[Start of Text segment]

Kekkaishi is a shōnen fantasy manga written and illustrated by Yellow Tanabe. It was serialized in the weekly Japanese manga magazine Weekly Shōnen Sunday from 2003 issue 47 to 2011 issue 19. Serial chapters have been collected in tankōbon volumes by Shogakukan, with the first released on 18 February 2004, all 35 volumes completed with the last volume published on 18 August 2011. The series is about teenagers Yoshimori Sumimura and Tokine Yukimura, heirs to rival clans of kekkai (barrier magic) users, who must defend their school from the spirits drawn to the sacred land it is built upon. Kekkaishi received the 2007 Shogakukan Manga Award for shōnen manga.

[End of Text segment]
[Start of Data records]

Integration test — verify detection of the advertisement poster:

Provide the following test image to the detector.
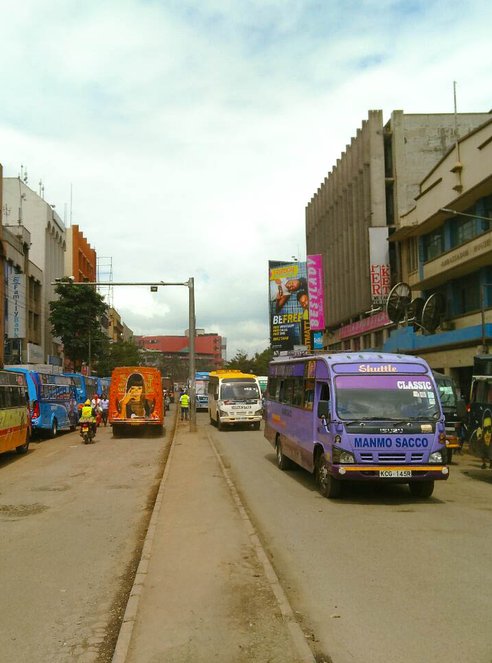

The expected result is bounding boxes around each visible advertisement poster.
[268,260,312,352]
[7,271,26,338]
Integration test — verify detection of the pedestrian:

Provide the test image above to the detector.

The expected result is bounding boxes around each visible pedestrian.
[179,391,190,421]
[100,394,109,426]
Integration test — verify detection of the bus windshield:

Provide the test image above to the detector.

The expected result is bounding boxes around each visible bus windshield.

[End of Data records]
[Start of Data records]

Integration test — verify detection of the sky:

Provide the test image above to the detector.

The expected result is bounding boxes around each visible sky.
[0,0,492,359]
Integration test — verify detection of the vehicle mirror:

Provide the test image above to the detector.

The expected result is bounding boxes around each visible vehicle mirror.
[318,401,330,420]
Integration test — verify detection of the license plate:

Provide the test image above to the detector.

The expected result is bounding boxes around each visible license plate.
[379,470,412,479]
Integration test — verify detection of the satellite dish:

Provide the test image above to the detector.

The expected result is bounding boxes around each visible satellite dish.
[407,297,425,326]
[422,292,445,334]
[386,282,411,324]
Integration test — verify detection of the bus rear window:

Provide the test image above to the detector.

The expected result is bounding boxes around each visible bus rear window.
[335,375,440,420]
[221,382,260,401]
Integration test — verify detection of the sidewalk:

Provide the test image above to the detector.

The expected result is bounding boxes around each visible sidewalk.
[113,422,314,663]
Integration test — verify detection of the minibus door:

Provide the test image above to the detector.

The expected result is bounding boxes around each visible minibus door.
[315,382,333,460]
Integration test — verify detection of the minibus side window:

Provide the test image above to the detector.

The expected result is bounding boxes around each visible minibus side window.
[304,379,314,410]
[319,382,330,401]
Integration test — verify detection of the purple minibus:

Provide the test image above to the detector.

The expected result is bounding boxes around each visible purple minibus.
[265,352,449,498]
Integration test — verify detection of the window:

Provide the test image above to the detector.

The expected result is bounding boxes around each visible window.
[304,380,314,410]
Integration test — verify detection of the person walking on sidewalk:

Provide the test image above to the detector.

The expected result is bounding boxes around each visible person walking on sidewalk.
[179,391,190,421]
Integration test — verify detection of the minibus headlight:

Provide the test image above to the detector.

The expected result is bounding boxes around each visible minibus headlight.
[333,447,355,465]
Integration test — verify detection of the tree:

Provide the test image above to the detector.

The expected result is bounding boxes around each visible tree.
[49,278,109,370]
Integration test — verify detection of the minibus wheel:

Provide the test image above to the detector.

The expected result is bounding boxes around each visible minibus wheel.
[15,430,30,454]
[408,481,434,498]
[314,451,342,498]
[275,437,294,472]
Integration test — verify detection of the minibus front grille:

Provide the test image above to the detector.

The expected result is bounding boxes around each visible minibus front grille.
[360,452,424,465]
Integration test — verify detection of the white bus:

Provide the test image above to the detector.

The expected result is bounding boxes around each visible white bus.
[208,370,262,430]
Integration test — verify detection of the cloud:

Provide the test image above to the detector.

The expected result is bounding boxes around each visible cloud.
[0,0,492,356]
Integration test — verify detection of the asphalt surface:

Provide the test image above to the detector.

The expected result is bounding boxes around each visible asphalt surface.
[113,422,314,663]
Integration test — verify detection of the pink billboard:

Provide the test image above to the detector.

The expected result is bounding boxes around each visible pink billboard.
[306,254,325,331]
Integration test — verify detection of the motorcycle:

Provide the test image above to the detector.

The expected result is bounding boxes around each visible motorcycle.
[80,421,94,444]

[End of Data records]
[Start of Data records]

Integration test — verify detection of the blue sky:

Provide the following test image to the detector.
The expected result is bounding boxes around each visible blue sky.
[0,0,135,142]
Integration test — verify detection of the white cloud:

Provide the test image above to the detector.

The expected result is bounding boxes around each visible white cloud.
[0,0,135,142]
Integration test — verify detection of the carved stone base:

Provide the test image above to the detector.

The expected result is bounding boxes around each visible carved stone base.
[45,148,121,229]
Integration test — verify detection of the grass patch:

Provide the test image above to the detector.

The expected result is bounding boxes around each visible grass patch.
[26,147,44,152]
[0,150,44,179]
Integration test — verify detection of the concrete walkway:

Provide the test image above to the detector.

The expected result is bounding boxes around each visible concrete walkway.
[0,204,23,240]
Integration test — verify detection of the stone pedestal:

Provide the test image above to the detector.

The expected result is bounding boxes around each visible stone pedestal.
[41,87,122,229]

[End of Data records]

» Written task 1: Copy the Kekkaishi passage word for word, starting at "Kekkaishi is a" and ending at "for shōnen manga.".
» Written task 2: Carry on the passage about the Kekkaishi manga from where it stops.
The records have nothing to do with this.

» Exercise output 1:
Kekkaishi is a shōnen fantasy manga written and illustrated by Yellow Tanabe. It was serialized in the weekly Japanese manga magazine Weekly Shōnen Sunday from 2003 issue 47 to 2011 issue 19. Serial chapters have been collected in tankōbon volumes by Shogakukan, with the first released on 18 February 2004, all 35 volumes completed with the last volume published on 18 August 2011. The series is about teenagers Yoshimori Sumimura and Tokine Yukimura, heirs to rival clans of kekkai (barrier magic) users, who must defend their school from the spirits drawn to the sacred land it is built upon. Kekkaishi received the 2007 Shogakukan Manga Award for shōnen manga.

» Exercise output 2:
Viz Media announced in April 2005 that they had acquired the rights to translate and distribute Kekkaishi in North America. Viz released volume one on 3 May 2005, the 35th and last volume is scheduled to release on 11 December 2012. In July 2009, Viz announced the creation of their new imprint Shonen Sunday, which Kekkaishi would be moved under, and the launching of a dedicated website where individual chapters of Kekkaishi and other Shonen Sunday series are now being serialized. It is also licensed in France by Pika Édition, in Germany by Carlsen Comics, in Hong Kong by Rightman Publishing Limited, in Indonesia by Elex Media Komputindo which serializes it in Shōnen Star, in Italy by Planet Manga, in Malaysia by PCM Comics, in South Korea by Bookbox, in Spain by Editorial Ivrea, in Taiwan by Tong Li Comics, and in Vietnam by Kim Dong.

Kekkaishi has been adapted into a 52-episode anime series by Sunrise, which was broadcast on Nippon Television, Yomiuri TV, and Nippon News Network between 16 October 2006 and 12 February 2008. It has also been adapted into three video games.

Chapter and volume list
Note: This list uses Viz's official English-translated titles through volume 32, unofficial Japanese translations thereafter.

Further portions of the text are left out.